== Source document ==

Established Marvel : a Monk by Abbreviation

Friday, June 30, 2006

 

AMONG THE THINGS I HAVE HERE

34. AMONG THE THINGS I HAVE HERE:

Among things I have here are the following : a NEW way of putting things a new attitude about the who's and where's and what's of people and what they do a new storyline purporting to review this entire life a new view of the cosmos and the understanding of it a deeper insight into biblical lore and metaphor and the deceit and transference of all the mythology which has underpinned it all for two thousand years at least a new storyline about Jews and Jesus and their situations together a new viewpoint towards civilization and LASTLY NOT LEAST an entire and new sense of direction FOR I am a mime and I dart and weave I am an elder and I hear all the tribe's confession I am the scribe who writes their notes and I am the extra-terrestrial just visiting here.

Saturday, June 24, 2006

 

IN AN INSTANT - REALLY!

33. IN AN INSTANT - REALLY!

===

**Exercise goal**:
Edit the passage of the blog post above from "34. AMONG THE" up to and including "just visiting here." so that "scribe" becomes "clerk", and give the edited passage.

== Material supplied ==

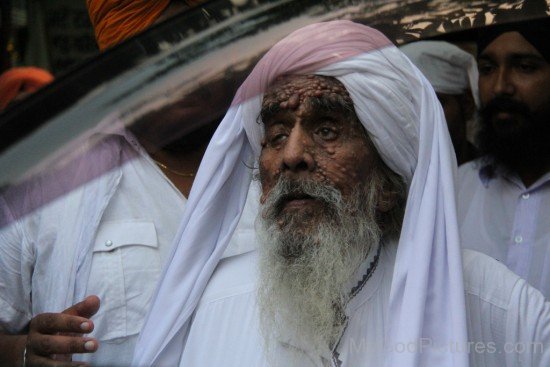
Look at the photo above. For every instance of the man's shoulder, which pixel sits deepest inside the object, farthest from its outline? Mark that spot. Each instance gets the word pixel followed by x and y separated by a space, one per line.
pixel 234 276
pixel 488 279
pixel 469 169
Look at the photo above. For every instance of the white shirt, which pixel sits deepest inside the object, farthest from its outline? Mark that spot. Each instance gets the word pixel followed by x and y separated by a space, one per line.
pixel 502 218
pixel 138 215
pixel 503 313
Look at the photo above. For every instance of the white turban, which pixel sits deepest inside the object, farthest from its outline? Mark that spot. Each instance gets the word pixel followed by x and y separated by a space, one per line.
pixel 402 115
pixel 449 69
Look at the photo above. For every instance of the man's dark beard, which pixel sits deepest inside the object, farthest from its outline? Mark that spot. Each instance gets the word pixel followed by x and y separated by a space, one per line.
pixel 519 141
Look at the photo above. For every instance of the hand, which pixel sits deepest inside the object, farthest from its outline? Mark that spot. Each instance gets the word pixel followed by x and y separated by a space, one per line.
pixel 54 337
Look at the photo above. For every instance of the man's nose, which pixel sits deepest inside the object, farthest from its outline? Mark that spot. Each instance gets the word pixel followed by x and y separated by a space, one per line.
pixel 503 83
pixel 297 154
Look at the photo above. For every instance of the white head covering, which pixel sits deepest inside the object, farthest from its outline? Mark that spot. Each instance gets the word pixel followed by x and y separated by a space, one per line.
pixel 449 69
pixel 400 111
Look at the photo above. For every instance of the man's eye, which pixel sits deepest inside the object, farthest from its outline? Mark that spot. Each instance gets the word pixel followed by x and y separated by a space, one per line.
pixel 526 67
pixel 327 133
pixel 485 68
pixel 275 139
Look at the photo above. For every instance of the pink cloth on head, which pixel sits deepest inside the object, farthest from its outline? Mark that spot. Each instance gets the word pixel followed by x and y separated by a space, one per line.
pixel 306 55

===

**Solution for this exercise**:
34. AMONG THE THINGS I HAVE HERE:

Among things I have here are the following : a NEW way of putting things a new attitude about the who's and where's and what's of people and what they do a new storyline purporting to review this entire life a new view of the cosmos and the understanding of it a deeper insight into biblical lore and metaphor and the deceit and transference of all the mythology which has underpinned it all for two thousand years at least a new storyline about Jews and Jesus and their situations together a new viewpoint towards civilization and LASTLY NOT LEAST an entire and new sense of direction FOR I am a mime and I dart and weave I am an elder and I hear all the tribe's confession I am the clerk who writes their notes and I am the extra-terrestrial just visiting here.